Copy out the records word for word, starting at the line that contains "One point lands on each instance of the parked" and ending at the last line of the records.
** Start Items **
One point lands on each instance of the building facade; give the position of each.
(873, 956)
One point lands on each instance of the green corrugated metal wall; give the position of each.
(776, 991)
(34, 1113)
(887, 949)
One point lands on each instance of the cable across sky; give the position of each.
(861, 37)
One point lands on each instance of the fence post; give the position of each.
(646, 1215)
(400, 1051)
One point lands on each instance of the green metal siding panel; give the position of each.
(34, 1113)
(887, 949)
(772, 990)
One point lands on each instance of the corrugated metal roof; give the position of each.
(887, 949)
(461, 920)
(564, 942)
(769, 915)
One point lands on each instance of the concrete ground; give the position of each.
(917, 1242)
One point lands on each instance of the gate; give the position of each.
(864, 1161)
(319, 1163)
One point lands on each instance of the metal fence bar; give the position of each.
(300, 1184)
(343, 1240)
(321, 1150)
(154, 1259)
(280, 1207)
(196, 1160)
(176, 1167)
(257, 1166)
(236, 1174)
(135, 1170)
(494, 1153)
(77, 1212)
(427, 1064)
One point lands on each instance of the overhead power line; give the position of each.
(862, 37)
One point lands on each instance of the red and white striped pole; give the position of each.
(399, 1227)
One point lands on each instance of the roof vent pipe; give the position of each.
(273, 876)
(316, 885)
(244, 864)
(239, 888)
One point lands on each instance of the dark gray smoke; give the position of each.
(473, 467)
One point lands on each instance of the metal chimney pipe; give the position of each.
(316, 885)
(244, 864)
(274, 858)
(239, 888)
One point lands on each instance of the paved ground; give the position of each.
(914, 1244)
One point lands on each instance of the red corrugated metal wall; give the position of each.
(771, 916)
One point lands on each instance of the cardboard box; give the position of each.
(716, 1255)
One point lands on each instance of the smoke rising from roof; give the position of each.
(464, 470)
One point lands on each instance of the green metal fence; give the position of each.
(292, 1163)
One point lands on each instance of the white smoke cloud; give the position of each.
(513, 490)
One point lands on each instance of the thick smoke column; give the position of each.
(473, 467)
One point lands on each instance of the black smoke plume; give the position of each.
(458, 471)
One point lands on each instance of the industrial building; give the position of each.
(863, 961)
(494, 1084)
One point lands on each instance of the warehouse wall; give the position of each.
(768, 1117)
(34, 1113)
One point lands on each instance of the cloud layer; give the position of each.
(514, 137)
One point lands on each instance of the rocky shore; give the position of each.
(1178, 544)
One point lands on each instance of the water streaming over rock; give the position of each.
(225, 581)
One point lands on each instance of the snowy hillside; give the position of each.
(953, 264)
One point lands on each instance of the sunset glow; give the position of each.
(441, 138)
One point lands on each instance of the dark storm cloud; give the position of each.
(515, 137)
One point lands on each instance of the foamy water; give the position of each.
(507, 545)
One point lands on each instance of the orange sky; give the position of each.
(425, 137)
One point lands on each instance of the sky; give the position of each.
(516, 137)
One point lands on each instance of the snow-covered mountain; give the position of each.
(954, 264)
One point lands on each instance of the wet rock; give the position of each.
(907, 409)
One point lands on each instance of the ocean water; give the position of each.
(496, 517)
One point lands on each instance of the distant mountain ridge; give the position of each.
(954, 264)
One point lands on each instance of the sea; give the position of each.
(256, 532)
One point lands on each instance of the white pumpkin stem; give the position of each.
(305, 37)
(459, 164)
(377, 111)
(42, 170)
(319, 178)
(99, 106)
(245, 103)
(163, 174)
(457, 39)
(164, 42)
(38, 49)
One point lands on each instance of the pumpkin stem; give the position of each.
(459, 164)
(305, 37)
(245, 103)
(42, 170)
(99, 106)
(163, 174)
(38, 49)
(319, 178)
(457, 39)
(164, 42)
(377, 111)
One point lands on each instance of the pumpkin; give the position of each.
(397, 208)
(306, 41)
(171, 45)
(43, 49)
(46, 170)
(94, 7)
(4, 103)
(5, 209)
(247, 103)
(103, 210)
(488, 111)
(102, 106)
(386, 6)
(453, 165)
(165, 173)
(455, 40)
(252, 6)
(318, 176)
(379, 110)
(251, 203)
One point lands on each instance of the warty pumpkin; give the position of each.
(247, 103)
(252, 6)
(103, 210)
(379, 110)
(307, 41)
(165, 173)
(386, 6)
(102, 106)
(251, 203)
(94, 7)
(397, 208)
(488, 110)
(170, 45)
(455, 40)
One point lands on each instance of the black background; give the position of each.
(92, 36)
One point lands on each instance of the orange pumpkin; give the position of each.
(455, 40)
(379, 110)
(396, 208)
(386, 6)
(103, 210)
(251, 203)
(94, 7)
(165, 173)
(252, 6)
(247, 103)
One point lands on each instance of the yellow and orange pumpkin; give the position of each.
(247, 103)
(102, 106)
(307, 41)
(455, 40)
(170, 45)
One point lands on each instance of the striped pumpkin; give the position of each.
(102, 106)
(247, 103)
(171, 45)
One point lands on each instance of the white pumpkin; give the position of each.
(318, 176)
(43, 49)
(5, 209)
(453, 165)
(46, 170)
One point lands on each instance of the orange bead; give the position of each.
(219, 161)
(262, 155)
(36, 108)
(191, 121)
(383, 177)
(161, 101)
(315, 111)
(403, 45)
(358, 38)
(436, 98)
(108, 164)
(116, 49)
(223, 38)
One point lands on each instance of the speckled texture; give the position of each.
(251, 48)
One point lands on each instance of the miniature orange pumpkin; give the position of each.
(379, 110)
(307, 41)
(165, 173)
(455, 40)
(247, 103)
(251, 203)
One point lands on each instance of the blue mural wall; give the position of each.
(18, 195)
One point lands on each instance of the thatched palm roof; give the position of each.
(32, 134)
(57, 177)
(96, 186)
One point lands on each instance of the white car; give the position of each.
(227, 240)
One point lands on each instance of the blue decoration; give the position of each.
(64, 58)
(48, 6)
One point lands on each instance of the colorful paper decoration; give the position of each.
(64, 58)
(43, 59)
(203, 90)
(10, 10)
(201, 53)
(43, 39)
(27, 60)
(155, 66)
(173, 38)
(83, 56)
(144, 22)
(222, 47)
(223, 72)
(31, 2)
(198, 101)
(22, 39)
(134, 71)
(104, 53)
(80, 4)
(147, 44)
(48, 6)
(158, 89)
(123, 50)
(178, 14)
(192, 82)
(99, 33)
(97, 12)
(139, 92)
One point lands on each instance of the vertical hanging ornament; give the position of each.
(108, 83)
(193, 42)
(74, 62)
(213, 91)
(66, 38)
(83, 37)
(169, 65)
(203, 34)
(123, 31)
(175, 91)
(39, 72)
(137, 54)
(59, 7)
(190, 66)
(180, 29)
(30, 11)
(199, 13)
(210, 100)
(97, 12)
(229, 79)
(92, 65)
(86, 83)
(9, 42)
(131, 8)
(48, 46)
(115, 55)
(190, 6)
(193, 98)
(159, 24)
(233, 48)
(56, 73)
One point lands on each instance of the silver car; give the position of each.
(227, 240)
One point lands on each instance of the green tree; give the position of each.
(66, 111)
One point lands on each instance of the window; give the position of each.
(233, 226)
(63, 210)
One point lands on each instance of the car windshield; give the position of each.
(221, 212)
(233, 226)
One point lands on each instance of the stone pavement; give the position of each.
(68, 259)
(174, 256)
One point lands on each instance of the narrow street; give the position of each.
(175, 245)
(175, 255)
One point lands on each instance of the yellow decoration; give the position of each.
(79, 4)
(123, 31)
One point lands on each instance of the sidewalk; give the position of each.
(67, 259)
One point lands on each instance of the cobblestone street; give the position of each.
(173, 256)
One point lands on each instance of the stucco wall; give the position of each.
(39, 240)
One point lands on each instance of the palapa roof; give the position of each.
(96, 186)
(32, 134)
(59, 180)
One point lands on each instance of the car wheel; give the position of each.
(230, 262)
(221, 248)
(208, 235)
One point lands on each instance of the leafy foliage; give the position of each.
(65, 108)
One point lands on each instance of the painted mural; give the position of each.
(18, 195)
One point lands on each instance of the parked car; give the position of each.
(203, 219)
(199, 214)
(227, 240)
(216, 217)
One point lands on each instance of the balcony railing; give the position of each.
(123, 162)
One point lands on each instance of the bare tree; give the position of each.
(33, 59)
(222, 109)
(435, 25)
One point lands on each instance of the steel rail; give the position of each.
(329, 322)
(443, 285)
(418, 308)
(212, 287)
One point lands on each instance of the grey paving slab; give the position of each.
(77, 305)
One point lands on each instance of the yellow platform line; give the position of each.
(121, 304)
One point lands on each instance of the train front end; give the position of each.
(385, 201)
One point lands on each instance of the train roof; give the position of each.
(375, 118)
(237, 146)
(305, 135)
** End Items **
* Expected output:
One point lands on each instance of the parked car; give the position of each.
(203, 219)
(199, 214)
(227, 240)
(216, 217)
One point lands on each instance of the balcony railing; give the position of each.
(123, 162)
One point lands on each instance of the bare tree; give the position of each.
(33, 59)
(222, 109)
(435, 25)
One point lands on each instance of the steel rail; give the position of each.
(329, 322)
(443, 285)
(418, 308)
(212, 287)
One point lands on each instance of the grey paving slab; give the position of each.
(77, 305)
One point lands on each instance of the yellow platform line; give the position of each.
(121, 304)
One point lands on each instance of the train front end; give the position of each.
(385, 201)
One point lands on each instance of the train roof; give the position of each.
(375, 118)
(237, 146)
(305, 135)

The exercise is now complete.